**Provided information**
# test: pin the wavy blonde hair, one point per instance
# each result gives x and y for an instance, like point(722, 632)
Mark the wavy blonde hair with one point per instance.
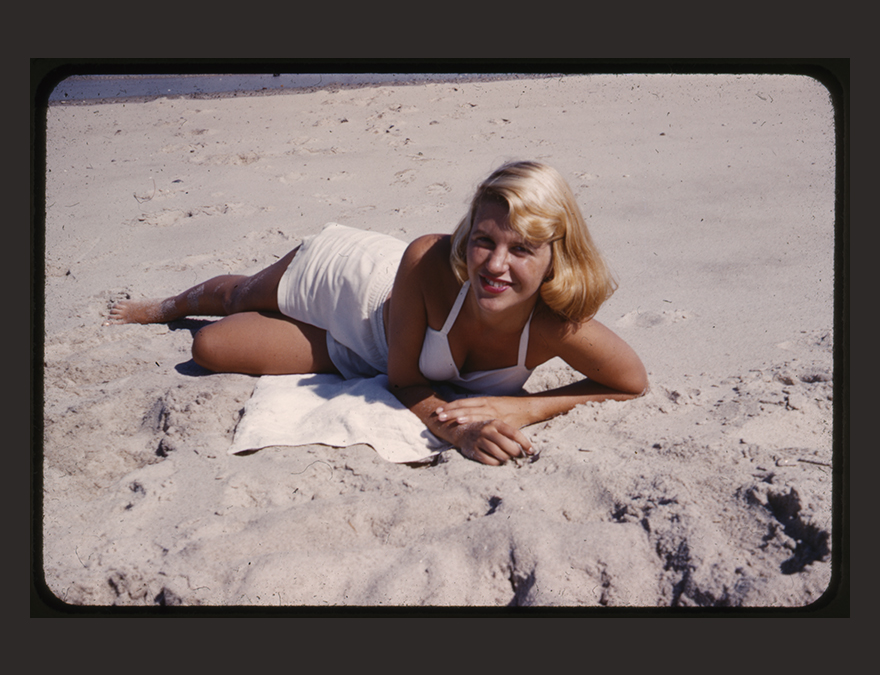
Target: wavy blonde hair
point(541, 208)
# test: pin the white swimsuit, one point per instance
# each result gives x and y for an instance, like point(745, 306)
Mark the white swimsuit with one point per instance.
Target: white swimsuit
point(340, 279)
point(436, 362)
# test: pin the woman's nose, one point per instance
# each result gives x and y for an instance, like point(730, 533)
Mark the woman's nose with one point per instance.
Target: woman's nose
point(498, 260)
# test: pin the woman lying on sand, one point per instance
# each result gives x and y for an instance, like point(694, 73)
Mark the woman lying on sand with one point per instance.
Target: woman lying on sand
point(515, 285)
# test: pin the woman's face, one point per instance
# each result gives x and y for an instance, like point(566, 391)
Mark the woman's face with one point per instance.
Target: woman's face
point(505, 270)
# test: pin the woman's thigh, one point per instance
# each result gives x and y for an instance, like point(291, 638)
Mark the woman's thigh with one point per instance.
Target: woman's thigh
point(262, 343)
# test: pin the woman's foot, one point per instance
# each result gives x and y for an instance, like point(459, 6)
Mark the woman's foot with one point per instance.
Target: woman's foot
point(142, 311)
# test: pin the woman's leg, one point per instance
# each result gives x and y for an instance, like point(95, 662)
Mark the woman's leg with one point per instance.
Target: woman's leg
point(220, 296)
point(262, 343)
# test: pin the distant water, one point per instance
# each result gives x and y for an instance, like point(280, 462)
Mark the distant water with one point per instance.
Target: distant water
point(98, 87)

**Work to complete**
Can you reproduce every one of the lines above word for word, leaving the picture out?

**Answer**
# test: pin the wavy blonde hair, one point per instance
# each result gives x and y for an instance, like point(722, 632)
Mark the wavy blonde hair with one point per instance.
Target: wavy blonde hair
point(541, 208)
# test: pin the white swimsuit, one point per instance
# each result gives x and y for an instance, like point(745, 306)
Mark the white swimsuit with one point per instance.
Target: white swimsuit
point(340, 279)
point(436, 362)
# test: pin the woman's nose, one point per instance
# each result gives x and y for an instance, like point(730, 533)
Mark the woman's nose with one point per instance.
Target: woman's nose
point(498, 260)
# test: pin the woman lying on sand, one point per instance
# each result gives x and y for an instance, like point(694, 73)
Mark the woman lying on sand with one point per instance.
Target: woman lying on sand
point(515, 285)
# test: pin the woman's face, one point per instance
# each result gives x and y for an instance, like point(566, 391)
Mark the woman's face with one point per instance.
Target: woman's face
point(505, 270)
# test: pin the woman's thigh, one point per instance
# each result gives x and y for an instance, like point(291, 638)
Mark the woman's thigh with one point per instance.
Target: woman's thigh
point(262, 343)
# test: pin the woman's foot, one point per instance
# each result gives x and y for an instance, like point(459, 6)
Mark the woman's foot with one point per instance.
Target: woman's foot
point(142, 311)
# test: pin the woman's leg, one point per instance
# each result gives x and y for an instance, like point(95, 662)
Mark the woman's leg with one point per instance.
Target: woman's leg
point(220, 296)
point(262, 343)
# test: pin the distant water, one point per instance
# each result gives x and y for an instance, like point(280, 462)
Mark the distant water with one point per instance.
Target: distant water
point(98, 87)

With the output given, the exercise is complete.